All lines from the first one in the listing below to the one holding "x=288, y=196", inclusive, are to be copied exactly.

=== Begin Enclosure ===

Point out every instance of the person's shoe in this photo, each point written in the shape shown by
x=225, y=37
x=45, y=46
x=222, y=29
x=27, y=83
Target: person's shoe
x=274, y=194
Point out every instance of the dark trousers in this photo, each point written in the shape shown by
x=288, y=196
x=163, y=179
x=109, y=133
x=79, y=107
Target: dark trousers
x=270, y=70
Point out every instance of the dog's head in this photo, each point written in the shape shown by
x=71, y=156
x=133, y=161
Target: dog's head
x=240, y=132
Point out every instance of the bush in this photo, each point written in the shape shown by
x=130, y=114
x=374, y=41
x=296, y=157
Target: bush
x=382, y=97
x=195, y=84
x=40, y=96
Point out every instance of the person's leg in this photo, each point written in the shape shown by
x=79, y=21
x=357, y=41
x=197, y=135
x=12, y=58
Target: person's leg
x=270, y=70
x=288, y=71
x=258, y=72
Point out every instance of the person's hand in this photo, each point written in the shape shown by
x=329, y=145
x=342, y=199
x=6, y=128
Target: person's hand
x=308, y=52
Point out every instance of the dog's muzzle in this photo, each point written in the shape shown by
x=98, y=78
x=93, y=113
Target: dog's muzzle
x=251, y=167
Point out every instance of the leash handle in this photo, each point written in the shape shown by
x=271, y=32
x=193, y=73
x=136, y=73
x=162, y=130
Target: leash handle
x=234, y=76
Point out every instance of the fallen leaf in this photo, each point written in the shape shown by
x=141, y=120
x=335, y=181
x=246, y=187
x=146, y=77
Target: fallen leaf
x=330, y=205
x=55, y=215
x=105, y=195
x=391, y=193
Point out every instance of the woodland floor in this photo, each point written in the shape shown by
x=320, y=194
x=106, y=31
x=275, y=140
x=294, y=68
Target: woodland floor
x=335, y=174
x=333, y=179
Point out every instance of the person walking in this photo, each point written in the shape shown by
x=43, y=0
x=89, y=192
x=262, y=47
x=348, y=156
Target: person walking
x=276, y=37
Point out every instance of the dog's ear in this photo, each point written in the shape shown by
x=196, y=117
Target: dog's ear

=== End Enclosure ===

Output for this exercise:
Point out every instance of the person's shoe in this photo, each point written in the shape shown by
x=225, y=37
x=45, y=46
x=222, y=29
x=27, y=83
Target: person's shoe
x=274, y=194
Point out every instance of the dark trousers in this photo, each point written in the shape shown by
x=288, y=196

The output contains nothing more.